## WHAT THE TASK REQUIRES
Reproduce exactly, from the data that follows, the line with "the ornate orthodox", the line with "[1082, 233]", and every line that lies between them.

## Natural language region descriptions
○ ○ ○ ○ ○ ○ ○

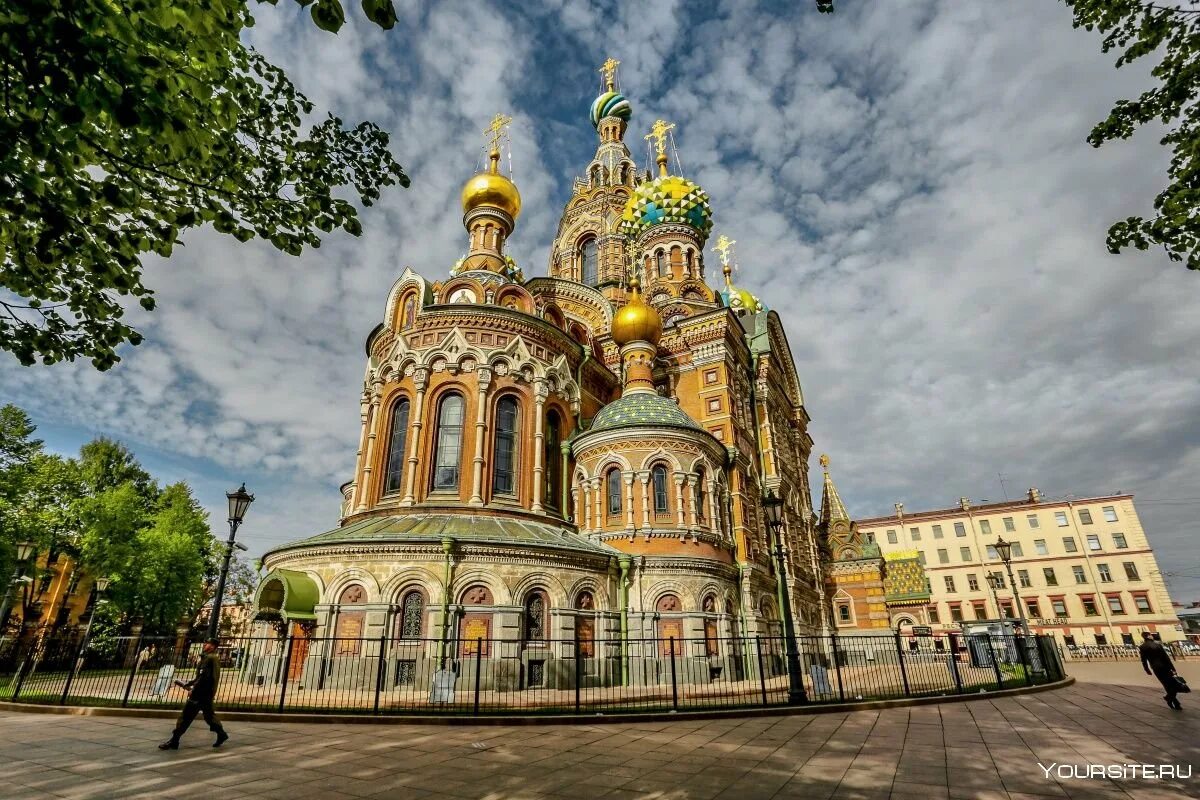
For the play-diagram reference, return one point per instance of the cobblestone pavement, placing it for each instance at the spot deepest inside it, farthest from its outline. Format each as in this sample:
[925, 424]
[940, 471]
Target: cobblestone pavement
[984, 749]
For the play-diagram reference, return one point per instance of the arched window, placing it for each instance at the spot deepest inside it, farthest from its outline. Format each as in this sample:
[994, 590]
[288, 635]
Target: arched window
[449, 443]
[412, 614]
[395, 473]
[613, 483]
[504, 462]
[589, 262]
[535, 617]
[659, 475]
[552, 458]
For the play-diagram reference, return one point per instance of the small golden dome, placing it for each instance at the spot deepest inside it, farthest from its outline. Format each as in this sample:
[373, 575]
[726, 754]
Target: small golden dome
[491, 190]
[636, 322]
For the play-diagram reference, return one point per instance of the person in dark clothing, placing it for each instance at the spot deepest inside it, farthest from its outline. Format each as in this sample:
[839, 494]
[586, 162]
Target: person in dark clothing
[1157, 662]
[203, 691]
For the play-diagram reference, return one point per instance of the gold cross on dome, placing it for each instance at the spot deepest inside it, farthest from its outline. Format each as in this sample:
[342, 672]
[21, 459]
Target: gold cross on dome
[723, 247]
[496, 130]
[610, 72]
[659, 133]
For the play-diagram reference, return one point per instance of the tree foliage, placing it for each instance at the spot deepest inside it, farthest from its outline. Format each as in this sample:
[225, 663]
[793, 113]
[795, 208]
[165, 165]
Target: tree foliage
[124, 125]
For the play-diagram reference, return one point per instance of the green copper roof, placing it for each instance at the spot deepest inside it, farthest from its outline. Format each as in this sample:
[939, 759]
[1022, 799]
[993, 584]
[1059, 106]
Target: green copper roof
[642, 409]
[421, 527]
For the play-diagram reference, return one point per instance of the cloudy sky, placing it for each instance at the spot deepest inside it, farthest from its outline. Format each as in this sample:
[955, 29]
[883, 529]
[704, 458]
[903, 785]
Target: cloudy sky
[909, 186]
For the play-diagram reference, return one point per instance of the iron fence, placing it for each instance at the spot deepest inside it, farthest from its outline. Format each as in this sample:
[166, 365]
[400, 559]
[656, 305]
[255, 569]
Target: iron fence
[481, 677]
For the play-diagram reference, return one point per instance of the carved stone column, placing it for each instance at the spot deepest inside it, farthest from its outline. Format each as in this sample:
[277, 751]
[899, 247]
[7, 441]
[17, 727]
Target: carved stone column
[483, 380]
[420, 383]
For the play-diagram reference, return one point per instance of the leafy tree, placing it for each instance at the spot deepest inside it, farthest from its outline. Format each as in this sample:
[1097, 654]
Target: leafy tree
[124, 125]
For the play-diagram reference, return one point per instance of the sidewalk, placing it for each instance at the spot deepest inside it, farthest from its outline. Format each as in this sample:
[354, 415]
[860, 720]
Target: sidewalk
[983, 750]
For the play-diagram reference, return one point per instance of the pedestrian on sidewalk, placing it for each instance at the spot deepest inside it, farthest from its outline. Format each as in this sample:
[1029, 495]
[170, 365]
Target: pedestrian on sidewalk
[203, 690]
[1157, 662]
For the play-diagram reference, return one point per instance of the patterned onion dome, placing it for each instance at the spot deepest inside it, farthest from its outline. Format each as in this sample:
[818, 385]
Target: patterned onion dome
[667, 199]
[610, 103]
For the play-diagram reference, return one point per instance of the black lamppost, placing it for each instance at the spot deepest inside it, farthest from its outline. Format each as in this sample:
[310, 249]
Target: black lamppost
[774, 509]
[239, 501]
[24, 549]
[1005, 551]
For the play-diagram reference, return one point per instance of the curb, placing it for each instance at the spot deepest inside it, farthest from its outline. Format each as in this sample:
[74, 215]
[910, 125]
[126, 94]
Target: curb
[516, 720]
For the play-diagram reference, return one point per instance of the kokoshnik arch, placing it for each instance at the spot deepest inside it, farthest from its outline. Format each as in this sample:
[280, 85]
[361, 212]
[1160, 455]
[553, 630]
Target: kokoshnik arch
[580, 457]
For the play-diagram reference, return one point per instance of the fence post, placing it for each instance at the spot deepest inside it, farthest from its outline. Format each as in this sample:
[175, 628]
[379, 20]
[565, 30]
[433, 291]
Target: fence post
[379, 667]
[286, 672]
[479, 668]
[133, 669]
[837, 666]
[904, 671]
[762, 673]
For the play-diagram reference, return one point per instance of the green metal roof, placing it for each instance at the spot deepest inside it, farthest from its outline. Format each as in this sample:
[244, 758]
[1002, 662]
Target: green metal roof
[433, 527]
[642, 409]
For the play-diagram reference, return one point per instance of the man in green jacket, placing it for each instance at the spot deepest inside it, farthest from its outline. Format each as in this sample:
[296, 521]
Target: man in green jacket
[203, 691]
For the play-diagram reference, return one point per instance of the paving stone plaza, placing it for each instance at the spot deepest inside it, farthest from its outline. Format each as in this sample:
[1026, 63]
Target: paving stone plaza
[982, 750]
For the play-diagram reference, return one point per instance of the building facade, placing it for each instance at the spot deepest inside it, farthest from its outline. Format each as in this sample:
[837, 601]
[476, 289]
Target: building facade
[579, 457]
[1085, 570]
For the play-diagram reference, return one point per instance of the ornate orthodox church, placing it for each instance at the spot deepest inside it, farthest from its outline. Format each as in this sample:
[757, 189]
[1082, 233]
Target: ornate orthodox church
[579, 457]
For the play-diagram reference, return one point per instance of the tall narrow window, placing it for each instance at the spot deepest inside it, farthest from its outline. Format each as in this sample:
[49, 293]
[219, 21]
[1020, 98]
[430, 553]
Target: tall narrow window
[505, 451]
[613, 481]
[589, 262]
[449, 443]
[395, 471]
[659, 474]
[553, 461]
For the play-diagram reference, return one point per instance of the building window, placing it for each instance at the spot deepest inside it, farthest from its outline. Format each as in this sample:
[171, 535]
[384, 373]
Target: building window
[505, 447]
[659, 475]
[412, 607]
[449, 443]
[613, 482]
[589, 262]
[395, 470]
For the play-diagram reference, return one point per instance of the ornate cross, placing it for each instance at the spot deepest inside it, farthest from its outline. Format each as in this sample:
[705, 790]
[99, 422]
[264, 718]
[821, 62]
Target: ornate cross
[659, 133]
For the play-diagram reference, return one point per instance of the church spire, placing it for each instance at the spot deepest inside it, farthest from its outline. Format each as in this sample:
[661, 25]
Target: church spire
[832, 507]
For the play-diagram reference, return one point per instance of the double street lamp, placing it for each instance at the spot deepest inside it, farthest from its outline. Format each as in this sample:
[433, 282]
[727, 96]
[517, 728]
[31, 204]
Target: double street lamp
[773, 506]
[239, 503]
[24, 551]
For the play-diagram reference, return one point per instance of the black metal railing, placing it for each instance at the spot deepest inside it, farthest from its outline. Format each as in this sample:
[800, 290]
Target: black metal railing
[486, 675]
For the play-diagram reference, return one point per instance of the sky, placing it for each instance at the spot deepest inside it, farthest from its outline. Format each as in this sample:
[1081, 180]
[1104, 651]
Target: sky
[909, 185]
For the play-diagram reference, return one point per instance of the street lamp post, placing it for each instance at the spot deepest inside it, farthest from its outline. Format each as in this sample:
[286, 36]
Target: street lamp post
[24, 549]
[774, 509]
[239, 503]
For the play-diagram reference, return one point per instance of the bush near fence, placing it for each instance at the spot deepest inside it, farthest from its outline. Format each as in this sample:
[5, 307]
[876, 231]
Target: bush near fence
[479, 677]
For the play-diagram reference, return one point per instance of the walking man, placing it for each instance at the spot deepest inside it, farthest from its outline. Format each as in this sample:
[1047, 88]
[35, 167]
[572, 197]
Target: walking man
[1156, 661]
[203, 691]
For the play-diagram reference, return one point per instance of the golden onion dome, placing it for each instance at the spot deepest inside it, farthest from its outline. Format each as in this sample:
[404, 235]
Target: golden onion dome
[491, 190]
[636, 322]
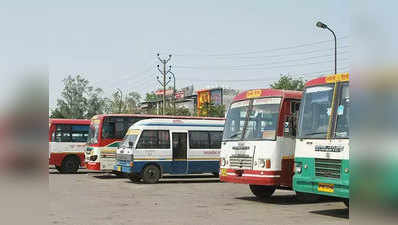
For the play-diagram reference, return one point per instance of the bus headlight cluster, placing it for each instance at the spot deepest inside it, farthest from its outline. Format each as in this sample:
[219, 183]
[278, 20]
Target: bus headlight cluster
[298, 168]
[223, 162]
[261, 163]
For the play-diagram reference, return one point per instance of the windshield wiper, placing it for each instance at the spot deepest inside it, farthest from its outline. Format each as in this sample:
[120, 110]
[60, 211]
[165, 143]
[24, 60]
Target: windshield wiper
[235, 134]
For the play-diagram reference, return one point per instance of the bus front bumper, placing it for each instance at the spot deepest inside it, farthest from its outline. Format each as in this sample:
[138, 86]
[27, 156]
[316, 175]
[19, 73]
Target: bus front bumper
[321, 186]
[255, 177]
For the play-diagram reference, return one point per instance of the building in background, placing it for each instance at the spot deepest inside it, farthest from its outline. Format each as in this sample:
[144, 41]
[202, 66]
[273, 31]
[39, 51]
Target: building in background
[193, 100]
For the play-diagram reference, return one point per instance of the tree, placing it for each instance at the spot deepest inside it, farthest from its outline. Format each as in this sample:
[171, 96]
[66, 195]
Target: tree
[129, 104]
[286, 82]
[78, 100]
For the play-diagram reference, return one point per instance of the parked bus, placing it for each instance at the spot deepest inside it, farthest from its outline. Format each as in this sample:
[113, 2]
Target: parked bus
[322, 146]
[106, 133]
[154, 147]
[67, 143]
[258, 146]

○ ○ ○ ○ ○ ○ ○

## SOLUTION TO THIS EXERCISE
For the play-diagram reference, return one point per instance of the ornate orthodox church, placing it for each instance at the spot deepest inside it, farthest from its outline. Format each as in this sample:
[757, 189]
[1082, 233]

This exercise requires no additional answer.